What to work on.
Copy out the full article on Kyle Shurmur's trip to the Manning Passing Academy word for word.

Source extract.
By Zac Ellis
Kyle Shurmur’s trip to the Manning Passing Academy last weekend was business as usual for the Vanderbilt senior.
“I knew what I was getting into,” Shurmur said. “I was prepared for the long days.”
For the second straight summer, the Commodores’ veteran quarterback joined several of college football’s top signal-callers at the elite camp hosted by the legendary Manning family in Thibodaux, La. It was an opportunity for Shurmur to serve as a counselor for young campers while gleaning advice from Archie, Peyton and Eli Manning ahead of his final season at Vanderbilt.
“It’s a fun chance to pick the brains of Peyton, Eli and other college quarterbacks on things that would help me,” Shurmur said. “I’d share experiences that I’ve had and listen to their own experiences. It’s always beneficial to be with those who play your same position and understand what you’re going through. They can speak the language and understand the process and preparation.”
Shurmur enters the 2018 season as one of the most seasoned quarterbacks in the SEC with 30 starts during his Vanderbilt career. Last season, Shurmur set a new program single-season record with 26 touchdown passes. With 2,963 more passing yards and 20 touchdown passes this fall, Shurmur would finish as Vanderbilt’s career leader in both categories, surpassing former Commodore great Jay Cutler.
This spring and summer, Shurmur has adjusted to the departure of three senior receivers and Vanderbilt’s all-time leading rusher, Ralph Webb. Junior Kalija Lipscomb (610 yards and eight touchdown catches in 2017) is the squad’s leading returning receiver, with Donaven Tennyson, tight end Jared Pinkney, wide receiver Chris Pierce and Ohio State transfer Alex Stump expecting to become bigger targets for Shurmur.
The veteran responsibility on Shurmur’s shoulders is why a trip to the Manning camp is valuable for the senior, said Vanderbilt quarterbacks coach Gerry Gdowski.

Records shown.
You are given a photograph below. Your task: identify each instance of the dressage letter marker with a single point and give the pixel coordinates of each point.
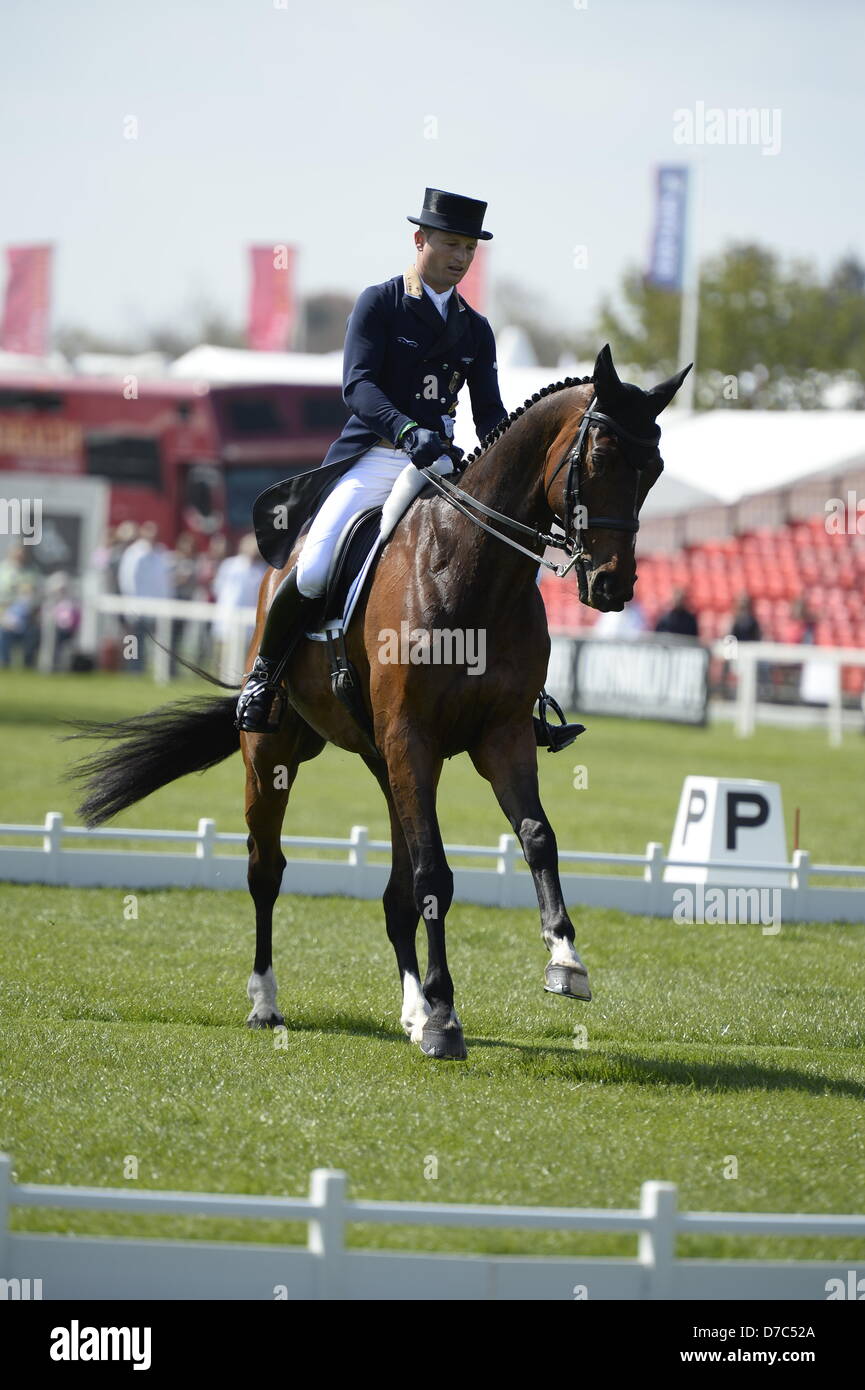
(736, 822)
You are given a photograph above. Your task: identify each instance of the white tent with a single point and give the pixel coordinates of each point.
(709, 456)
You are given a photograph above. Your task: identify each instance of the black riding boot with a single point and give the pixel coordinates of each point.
(262, 704)
(554, 737)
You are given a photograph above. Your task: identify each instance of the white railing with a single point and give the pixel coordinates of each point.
(238, 624)
(747, 655)
(82, 1268)
(508, 884)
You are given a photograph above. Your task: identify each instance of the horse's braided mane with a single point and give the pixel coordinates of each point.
(520, 410)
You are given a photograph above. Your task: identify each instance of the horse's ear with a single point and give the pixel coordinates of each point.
(664, 392)
(605, 375)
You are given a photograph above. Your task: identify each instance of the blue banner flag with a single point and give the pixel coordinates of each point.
(666, 262)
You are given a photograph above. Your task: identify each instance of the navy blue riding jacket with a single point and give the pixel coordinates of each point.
(403, 362)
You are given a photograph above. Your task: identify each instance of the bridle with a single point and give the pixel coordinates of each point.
(576, 517)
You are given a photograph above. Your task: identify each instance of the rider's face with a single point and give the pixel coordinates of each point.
(442, 257)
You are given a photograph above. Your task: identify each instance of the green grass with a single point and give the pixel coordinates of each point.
(124, 1037)
(634, 776)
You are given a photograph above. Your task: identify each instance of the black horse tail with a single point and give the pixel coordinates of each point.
(155, 749)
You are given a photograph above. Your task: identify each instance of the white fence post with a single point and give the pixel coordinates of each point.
(800, 880)
(52, 843)
(835, 713)
(746, 704)
(162, 660)
(327, 1230)
(359, 840)
(505, 866)
(205, 847)
(658, 1201)
(655, 858)
(6, 1182)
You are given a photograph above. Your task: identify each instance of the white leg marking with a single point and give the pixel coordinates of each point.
(415, 1008)
(562, 952)
(262, 990)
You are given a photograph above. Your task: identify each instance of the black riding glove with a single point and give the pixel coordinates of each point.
(423, 446)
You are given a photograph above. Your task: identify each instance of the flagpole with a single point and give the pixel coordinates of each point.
(689, 319)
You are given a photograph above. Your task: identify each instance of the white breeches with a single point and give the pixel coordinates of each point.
(367, 484)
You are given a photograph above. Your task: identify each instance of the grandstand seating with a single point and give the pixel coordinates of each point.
(773, 566)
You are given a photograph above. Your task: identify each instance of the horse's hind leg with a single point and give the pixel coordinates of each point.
(271, 766)
(508, 759)
(402, 916)
(413, 776)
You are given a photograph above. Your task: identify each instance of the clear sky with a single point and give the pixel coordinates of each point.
(310, 123)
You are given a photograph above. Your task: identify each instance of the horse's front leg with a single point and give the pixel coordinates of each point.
(413, 776)
(506, 758)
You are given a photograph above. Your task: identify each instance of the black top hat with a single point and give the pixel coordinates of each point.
(452, 213)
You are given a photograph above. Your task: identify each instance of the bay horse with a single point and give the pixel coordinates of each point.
(581, 453)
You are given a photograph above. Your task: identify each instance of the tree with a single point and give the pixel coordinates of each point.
(780, 334)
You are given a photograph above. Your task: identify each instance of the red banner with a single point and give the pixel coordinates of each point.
(473, 285)
(28, 300)
(271, 300)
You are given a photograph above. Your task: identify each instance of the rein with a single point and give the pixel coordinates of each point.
(572, 523)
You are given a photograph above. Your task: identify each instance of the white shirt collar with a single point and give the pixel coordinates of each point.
(438, 299)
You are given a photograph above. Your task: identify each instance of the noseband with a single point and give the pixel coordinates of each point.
(573, 460)
(573, 523)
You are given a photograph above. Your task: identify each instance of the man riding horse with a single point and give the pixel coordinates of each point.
(410, 345)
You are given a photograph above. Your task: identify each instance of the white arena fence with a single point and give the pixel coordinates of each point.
(60, 861)
(237, 626)
(84, 1268)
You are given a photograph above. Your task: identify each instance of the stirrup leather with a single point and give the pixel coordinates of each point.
(554, 737)
(259, 683)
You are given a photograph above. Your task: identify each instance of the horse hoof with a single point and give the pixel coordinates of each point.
(444, 1043)
(568, 980)
(269, 1020)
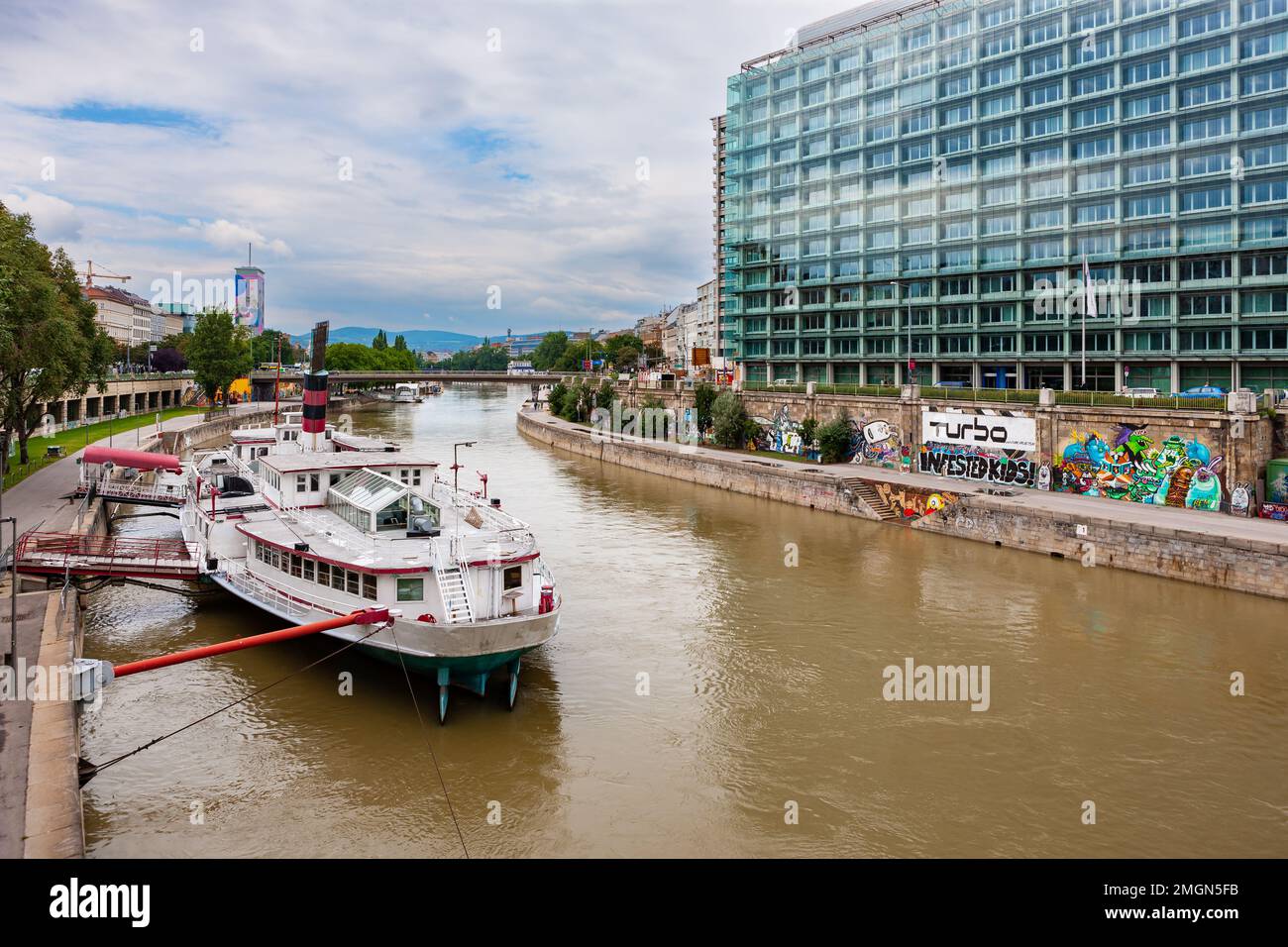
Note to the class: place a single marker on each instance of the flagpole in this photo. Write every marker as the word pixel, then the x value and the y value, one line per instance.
pixel 1086 292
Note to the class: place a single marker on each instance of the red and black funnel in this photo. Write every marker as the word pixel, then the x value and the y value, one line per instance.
pixel 316 388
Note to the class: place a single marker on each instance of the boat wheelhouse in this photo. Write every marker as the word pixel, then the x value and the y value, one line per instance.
pixel 287 437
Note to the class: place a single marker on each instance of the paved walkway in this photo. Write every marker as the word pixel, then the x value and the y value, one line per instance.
pixel 1067 504
pixel 40 500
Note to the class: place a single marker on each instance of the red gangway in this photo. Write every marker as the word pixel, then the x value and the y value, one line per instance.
pixel 62 553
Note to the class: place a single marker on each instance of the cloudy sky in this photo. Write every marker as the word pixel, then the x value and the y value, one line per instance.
pixel 389 162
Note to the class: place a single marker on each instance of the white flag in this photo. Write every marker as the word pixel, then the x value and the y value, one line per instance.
pixel 1089 300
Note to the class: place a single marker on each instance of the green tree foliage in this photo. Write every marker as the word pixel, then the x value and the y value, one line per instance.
pixel 549 351
pixel 703 397
pixel 809 432
pixel 483 359
pixel 623 351
pixel 729 420
pixel 833 440
pixel 219 352
pixel 606 394
pixel 351 356
pixel 557 397
pixel 50 339
pixel 265 348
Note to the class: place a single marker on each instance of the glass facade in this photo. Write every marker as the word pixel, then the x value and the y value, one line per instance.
pixel 932 185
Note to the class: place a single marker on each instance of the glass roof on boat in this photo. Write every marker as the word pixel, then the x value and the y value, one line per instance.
pixel 369 489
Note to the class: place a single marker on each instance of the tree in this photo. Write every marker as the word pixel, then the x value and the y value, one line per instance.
pixel 219 352
pixel 557 397
pixel 703 397
pixel 549 351
pixel 833 440
pixel 50 339
pixel 265 348
pixel 729 420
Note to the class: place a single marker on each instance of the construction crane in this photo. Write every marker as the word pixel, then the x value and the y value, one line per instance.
pixel 89 274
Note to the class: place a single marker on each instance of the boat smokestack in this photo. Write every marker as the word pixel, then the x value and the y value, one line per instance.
pixel 313 421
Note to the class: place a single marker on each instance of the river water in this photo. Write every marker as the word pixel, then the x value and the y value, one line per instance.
pixel 760 727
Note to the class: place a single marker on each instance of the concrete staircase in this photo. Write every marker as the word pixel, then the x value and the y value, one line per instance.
pixel 863 489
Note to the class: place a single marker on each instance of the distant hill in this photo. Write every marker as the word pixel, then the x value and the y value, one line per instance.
pixel 419 339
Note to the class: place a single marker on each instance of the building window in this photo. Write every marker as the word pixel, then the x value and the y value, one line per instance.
pixel 411 589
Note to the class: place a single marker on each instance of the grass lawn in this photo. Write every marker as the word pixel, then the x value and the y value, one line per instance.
pixel 73 440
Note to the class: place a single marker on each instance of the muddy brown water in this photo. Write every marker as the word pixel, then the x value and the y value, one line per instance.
pixel 763 696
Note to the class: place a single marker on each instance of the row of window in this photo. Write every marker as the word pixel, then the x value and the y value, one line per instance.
pixel 1269 339
pixel 1250 265
pixel 885 127
pixel 362 583
pixel 1252 303
pixel 1219 234
pixel 787 191
pixel 914 40
pixel 913 91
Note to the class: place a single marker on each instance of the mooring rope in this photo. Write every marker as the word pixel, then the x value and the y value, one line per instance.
pixel 95 770
pixel 428 744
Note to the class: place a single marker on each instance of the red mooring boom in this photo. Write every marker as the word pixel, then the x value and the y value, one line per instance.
pixel 368 616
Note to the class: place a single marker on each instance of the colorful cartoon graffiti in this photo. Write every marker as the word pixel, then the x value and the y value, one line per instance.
pixel 912 504
pixel 875 441
pixel 975 464
pixel 1132 467
pixel 778 433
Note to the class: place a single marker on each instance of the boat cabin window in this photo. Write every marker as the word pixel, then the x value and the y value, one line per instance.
pixel 393 517
pixel 411 589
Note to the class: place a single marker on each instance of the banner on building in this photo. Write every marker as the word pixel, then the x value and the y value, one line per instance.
pixel 250 298
pixel 987 432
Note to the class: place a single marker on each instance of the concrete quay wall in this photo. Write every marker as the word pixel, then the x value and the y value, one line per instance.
pixel 1090 536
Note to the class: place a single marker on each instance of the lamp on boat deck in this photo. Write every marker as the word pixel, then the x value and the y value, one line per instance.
pixel 456 502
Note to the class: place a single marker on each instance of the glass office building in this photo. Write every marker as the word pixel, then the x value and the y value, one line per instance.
pixel 927 183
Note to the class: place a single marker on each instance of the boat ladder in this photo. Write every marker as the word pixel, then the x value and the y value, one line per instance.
pixel 454 586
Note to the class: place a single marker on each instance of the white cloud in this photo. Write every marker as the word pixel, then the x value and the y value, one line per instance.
pixel 55 221
pixel 580 90
pixel 230 236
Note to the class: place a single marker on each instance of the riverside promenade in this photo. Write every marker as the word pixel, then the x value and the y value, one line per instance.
pixel 40 809
pixel 1239 553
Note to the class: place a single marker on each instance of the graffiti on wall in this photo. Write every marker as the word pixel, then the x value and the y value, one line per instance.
pixel 778 433
pixel 1012 470
pixel 986 446
pixel 875 441
pixel 910 502
pixel 1132 466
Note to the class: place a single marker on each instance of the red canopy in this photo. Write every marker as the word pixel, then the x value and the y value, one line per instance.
pixel 140 460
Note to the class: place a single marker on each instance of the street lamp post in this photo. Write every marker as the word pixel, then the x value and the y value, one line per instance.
pixel 13 591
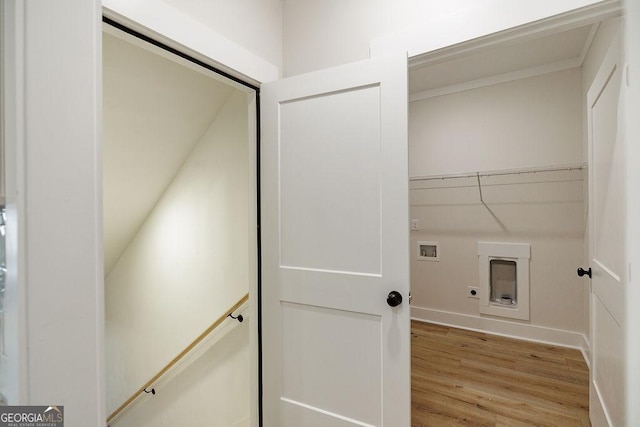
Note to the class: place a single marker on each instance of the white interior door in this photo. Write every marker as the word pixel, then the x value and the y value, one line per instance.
pixel 334 244
pixel 607 207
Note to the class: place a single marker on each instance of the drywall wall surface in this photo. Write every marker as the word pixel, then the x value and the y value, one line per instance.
pixel 232 47
pixel 55 318
pixel 188 263
pixel 601 42
pixel 529 122
pixel 545 211
pixel 254 25
pixel 155 112
pixel 211 391
pixel 321 34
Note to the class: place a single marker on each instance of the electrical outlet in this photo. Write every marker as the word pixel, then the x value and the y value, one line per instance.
pixel 473 292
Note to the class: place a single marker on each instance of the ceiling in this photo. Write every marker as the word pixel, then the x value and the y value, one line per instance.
pixel 154 113
pixel 455 67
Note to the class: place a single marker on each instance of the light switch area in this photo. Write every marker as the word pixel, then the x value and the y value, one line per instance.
pixel 473 292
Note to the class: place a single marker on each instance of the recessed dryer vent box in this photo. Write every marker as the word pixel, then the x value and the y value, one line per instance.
pixel 504 279
pixel 428 251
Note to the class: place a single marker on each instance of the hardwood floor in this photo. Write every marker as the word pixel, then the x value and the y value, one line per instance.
pixel 465 378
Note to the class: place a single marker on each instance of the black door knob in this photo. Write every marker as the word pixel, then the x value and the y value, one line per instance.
pixel 394 298
pixel 582 272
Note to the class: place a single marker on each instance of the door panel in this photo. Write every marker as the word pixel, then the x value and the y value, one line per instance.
pixel 335 243
pixel 319 184
pixel 606 195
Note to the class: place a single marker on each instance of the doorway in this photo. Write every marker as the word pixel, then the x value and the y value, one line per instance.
pixel 180 235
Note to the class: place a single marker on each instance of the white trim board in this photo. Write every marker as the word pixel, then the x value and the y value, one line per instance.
pixel 504 328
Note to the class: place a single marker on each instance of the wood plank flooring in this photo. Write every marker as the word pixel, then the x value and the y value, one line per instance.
pixel 465 378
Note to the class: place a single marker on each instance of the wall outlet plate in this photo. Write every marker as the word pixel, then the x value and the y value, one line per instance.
pixel 473 292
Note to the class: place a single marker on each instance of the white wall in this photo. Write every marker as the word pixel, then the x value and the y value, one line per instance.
pixel 527 122
pixel 242 38
pixel 54 192
pixel 189 262
pixel 211 391
pixel 524 123
pixel 254 25
pixel 321 34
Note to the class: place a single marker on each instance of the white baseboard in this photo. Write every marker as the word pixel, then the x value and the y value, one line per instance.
pixel 505 328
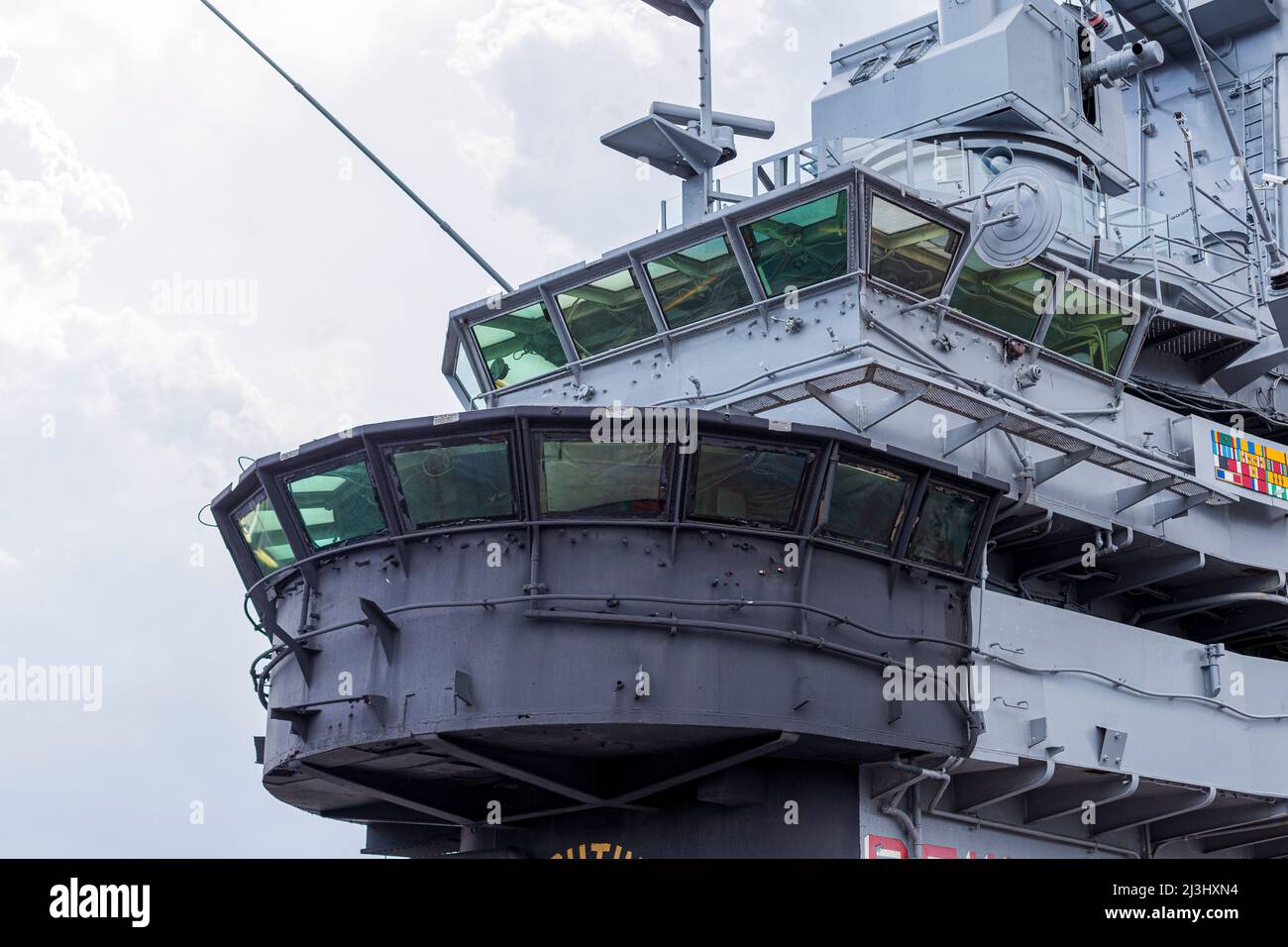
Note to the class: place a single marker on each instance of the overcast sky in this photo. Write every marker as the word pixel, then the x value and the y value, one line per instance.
pixel 142 144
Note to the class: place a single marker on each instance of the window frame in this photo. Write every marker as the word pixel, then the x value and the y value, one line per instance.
pixel 690 241
pixel 601 269
pixel 387 449
pixel 245 560
pixel 511 304
pixel 825 188
pixel 815 455
pixel 973 544
pixel 322 466
pixel 849 455
pixel 956 231
pixel 535 437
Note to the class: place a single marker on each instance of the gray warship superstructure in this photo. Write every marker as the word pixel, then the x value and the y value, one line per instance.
pixel 918 492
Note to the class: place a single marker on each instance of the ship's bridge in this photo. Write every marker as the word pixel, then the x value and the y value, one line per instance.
pixel 683 315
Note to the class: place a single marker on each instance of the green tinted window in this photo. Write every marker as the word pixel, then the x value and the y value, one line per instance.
pixel 263 534
pixel 802 247
pixel 1090 329
pixel 909 250
pixel 601 478
pixel 944 527
pixel 867 504
pixel 748 484
pixel 455 480
pixel 338 505
pixel 519 346
pixel 1012 300
pixel 465 373
pixel 605 315
pixel 698 282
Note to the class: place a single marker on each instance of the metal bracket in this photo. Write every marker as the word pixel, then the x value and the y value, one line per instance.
pixel 1113 745
pixel 463 689
pixel 1170 509
pixel 1044 470
pixel 1129 496
pixel 962 436
pixel 385 628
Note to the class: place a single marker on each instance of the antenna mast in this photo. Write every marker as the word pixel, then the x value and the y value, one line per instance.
pixel 447 228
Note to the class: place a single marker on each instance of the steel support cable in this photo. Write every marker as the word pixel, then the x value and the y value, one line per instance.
pixel 279 652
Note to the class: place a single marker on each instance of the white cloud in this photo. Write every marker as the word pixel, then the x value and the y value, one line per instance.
pixel 153 375
pixel 511 25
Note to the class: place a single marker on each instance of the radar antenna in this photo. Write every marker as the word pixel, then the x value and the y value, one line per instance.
pixel 447 228
pixel 684 141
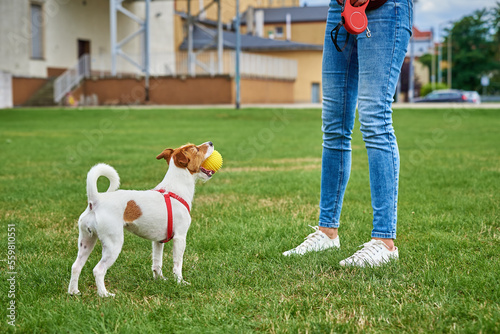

Reply to the task.
By Zac Ellis
Kyle Shurmur’s trip to the Manning Passing Academy last weekend was business as usual for the Vanderbilt senior.
“I knew what I was getting into,” Shurmur said. “I was prepared for the long days.”
For the second straight summer, the Commodores’ veteran quarterback joined several of college football’s top signal-callers at the elite camp hosted by the legendary Manning family in Thibodaux, La. It was an opportunity for Shurmur to serve as a counselor for young campers while gleaning advice from Archie, Peyton and Eli Manning ahead of his final season at Vanderbilt.
“It’s a fun chance to pick the brains of Peyton, Eli and other college quarterbacks on things that would help me,” Shurmur said. “I’d share experiences that I’ve had and listen to their own experiences. It’s always beneficial to be with those who play your same position and understand what you’re going through. They can speak the language and understand the process and preparation.”
Shurmur enters the 2018 season as one of the most seasoned quarterbacks in the SEC with 30 starts during his Vanderbilt career. Last season, Shurmur set a new program single-season record with 26 touchdown passes. With 2,963 more passing yards and 20 touchdown passes this fall, Shurmur would finish as Vanderbilt’s career leader in both categories, surpassing former Commodore great Jay Cutler.
This spring and summer, Shurmur has adjusted to the departure of three senior receivers and Vanderbilt’s all-time leading rusher, Ralph Webb. Junior Kalija Lipscomb (610 yards and eight touchdown catches in 2017) is the squad’s leading returning receiver, with Donaven Tennyson, tight end Jared Pinkney, wide receiver Chris Pierce and Ohio State transfer Alex Stump expecting to become bigger targets for Shurmur.
The veteran responsibility on Shurmur’s shoulders is why a trip to the Manning camp is valuable for the senior, said Vanderbilt quarterbacks coach Gerry Gdowski.